Given instruction: Can you render the stretch of the items from the line containing "task: segment every instance of the white" through the end of the items as a numbered list, with blank lines omitted and nothing else included?

Data lines:
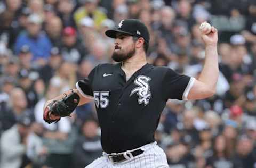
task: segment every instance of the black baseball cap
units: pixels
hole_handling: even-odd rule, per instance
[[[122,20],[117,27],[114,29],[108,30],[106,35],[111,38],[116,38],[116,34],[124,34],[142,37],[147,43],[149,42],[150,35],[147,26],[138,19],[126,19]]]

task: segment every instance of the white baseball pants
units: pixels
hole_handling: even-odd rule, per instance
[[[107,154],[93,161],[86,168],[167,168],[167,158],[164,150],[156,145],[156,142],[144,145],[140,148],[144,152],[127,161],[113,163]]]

Task result:
1. task: segment every instance of the white baseball pants
2. units: pixels
3. hole_handling: even-odd rule, per instance
4. [[[107,154],[93,161],[86,168],[167,168],[167,158],[164,150],[156,145],[156,142],[144,145],[140,148],[144,152],[127,161],[113,163]]]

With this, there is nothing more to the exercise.